■ What this task involves: For each line in the records that contains "nose", make a copy.

■ Point localization data:
****************
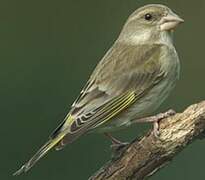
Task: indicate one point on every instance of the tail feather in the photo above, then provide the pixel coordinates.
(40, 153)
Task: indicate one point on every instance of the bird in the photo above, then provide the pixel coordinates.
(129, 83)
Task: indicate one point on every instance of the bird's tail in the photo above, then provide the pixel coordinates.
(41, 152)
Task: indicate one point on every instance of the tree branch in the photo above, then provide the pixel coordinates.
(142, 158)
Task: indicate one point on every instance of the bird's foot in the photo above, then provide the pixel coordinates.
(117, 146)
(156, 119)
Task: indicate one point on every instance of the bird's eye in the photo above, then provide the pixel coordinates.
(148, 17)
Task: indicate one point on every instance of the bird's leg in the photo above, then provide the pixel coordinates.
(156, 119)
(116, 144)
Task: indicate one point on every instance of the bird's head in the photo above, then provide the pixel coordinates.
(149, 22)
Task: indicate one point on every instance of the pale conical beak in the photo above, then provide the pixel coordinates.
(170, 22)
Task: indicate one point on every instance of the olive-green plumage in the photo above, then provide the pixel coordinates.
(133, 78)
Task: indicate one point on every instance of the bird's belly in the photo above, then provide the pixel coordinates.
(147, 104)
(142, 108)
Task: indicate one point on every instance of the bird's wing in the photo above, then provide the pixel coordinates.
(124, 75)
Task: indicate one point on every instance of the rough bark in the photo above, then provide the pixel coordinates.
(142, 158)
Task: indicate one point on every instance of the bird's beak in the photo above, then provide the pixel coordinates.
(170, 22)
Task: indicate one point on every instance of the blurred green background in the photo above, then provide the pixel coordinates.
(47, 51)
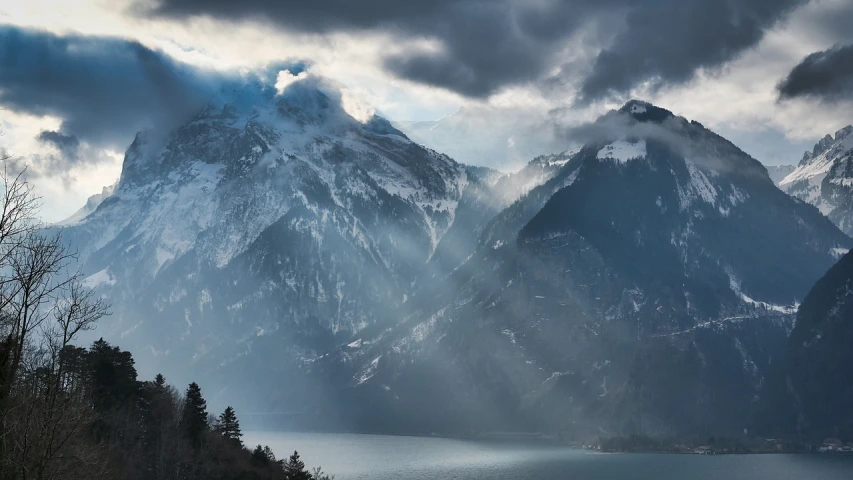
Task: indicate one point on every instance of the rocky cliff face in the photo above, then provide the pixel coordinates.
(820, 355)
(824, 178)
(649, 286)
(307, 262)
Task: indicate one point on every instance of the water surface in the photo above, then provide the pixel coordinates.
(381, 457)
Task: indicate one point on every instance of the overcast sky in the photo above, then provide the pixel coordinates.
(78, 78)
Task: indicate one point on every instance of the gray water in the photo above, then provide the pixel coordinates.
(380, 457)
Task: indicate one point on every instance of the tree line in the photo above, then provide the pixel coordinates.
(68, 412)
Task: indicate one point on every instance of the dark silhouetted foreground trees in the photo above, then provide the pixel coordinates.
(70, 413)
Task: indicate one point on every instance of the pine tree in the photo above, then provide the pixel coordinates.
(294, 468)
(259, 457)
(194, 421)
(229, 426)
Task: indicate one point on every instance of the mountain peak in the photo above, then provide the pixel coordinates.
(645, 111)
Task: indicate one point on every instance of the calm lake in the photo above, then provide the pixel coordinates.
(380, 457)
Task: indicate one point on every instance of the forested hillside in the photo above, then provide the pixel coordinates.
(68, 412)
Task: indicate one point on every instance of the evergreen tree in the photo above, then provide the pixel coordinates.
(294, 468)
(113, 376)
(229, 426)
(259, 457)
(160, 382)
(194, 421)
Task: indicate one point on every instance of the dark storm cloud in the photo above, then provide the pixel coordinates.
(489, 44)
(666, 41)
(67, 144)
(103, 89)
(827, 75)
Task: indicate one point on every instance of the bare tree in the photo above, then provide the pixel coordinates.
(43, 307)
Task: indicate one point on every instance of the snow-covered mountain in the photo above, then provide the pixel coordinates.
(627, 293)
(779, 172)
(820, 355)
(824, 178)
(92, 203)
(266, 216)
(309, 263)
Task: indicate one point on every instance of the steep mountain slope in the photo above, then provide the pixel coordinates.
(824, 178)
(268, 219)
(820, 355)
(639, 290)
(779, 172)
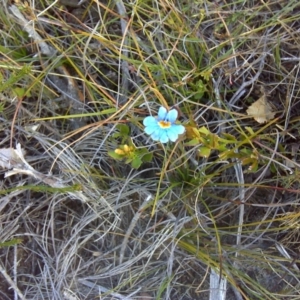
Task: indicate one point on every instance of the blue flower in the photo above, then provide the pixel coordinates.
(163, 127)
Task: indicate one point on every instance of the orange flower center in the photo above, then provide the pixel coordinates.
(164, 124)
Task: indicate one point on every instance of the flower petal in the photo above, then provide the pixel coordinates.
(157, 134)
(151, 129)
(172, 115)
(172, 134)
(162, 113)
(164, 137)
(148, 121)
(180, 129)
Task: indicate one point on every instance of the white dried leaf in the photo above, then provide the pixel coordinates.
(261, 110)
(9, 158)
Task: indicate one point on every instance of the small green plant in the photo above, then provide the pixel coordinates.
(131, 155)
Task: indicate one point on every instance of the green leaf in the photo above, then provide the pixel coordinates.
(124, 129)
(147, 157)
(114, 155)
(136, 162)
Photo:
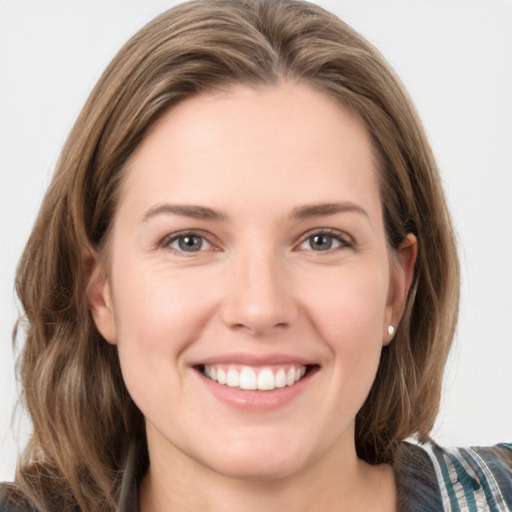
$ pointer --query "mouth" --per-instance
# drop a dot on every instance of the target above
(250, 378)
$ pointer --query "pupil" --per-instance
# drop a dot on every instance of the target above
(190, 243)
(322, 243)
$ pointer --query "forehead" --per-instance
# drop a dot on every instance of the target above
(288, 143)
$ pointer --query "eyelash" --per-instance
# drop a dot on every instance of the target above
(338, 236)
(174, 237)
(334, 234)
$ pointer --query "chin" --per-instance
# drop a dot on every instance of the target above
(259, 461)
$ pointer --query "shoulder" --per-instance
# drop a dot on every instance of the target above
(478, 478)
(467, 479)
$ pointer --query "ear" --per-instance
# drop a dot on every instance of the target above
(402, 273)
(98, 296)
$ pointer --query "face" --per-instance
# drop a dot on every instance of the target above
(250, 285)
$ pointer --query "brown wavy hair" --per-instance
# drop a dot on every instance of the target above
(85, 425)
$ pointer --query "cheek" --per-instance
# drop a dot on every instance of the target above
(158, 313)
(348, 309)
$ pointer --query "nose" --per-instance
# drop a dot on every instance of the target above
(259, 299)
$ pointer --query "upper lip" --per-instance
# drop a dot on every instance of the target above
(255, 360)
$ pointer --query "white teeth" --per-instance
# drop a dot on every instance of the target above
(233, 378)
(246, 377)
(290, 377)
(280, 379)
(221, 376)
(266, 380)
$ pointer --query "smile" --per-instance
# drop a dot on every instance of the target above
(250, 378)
****************
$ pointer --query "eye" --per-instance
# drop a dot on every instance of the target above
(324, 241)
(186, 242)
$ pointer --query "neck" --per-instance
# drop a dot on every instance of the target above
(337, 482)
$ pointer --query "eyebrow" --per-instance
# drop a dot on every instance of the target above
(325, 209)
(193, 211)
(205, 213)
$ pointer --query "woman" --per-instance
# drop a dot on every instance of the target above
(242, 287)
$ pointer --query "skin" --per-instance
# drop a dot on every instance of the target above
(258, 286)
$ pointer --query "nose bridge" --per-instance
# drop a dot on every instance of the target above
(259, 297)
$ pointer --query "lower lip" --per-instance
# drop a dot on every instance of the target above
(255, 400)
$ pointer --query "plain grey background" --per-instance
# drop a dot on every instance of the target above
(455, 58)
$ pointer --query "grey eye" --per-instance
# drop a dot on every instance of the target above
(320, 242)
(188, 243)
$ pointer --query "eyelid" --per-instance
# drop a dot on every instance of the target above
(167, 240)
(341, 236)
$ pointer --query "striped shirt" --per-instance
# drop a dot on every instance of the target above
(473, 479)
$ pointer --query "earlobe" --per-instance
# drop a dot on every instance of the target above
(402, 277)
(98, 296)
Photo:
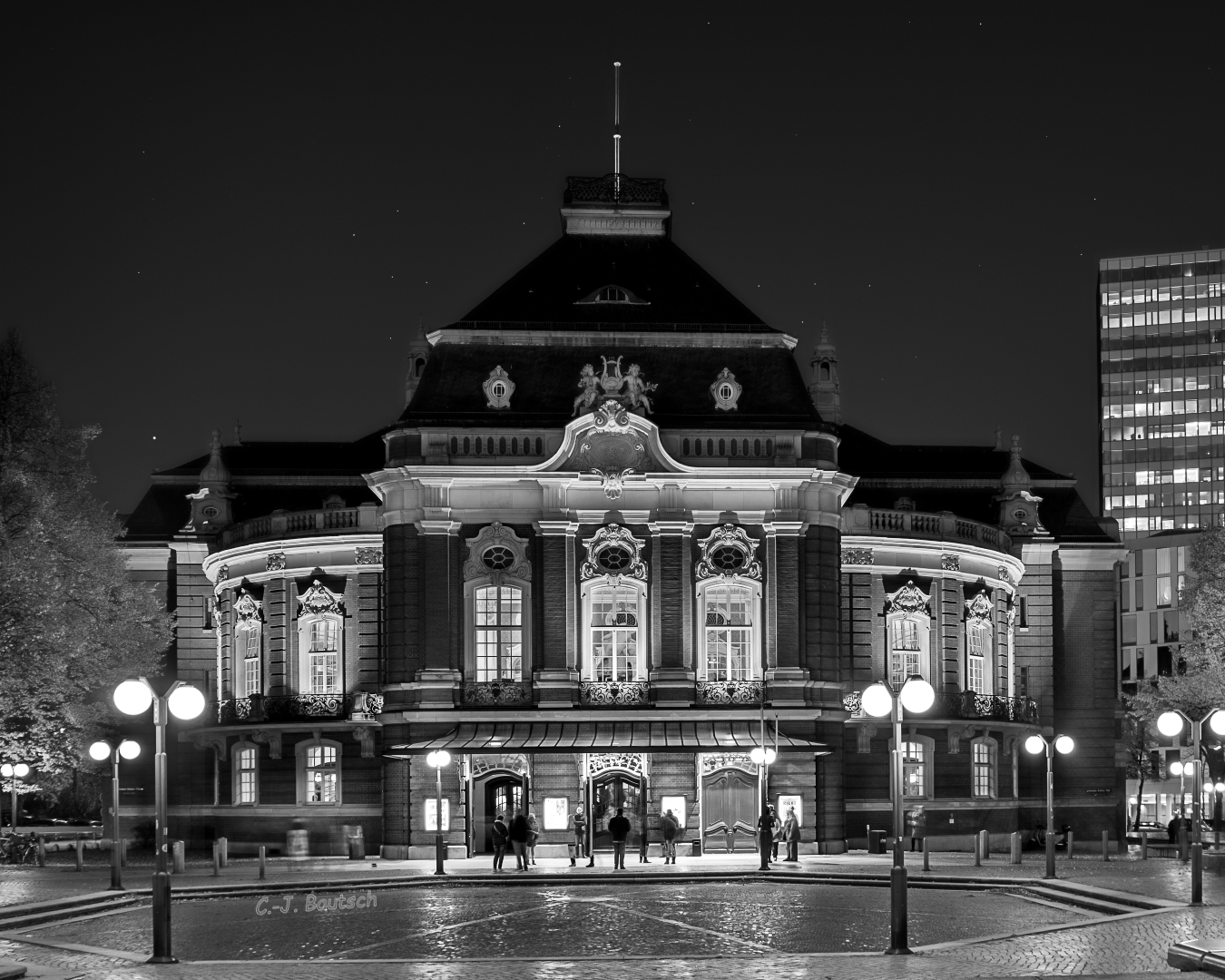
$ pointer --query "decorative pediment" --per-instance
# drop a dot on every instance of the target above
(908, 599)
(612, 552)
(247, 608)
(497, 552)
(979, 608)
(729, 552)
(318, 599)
****************
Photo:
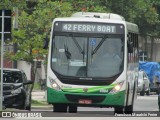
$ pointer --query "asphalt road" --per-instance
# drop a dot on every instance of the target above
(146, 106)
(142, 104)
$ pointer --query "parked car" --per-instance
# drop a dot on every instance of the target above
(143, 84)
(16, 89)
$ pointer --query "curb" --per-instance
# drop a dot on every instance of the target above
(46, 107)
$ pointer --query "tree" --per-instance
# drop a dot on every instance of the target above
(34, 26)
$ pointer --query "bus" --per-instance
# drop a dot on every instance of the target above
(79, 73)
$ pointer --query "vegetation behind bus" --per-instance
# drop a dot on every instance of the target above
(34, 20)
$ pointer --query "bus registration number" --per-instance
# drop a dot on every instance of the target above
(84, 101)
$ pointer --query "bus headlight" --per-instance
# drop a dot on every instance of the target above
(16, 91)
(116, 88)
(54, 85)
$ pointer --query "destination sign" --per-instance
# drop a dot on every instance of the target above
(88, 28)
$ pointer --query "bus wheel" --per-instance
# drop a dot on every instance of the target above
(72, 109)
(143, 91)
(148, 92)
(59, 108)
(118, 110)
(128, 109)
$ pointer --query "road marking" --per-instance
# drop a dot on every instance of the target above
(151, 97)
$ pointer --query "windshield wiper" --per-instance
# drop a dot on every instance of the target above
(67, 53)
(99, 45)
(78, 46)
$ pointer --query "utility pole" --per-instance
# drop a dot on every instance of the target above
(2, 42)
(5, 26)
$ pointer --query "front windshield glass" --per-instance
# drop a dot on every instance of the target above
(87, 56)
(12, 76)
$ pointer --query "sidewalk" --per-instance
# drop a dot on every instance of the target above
****************
■ Task solution:
$ pointer --query "nose" --per-instance
$ pointer --query "nose bridge" --per-instance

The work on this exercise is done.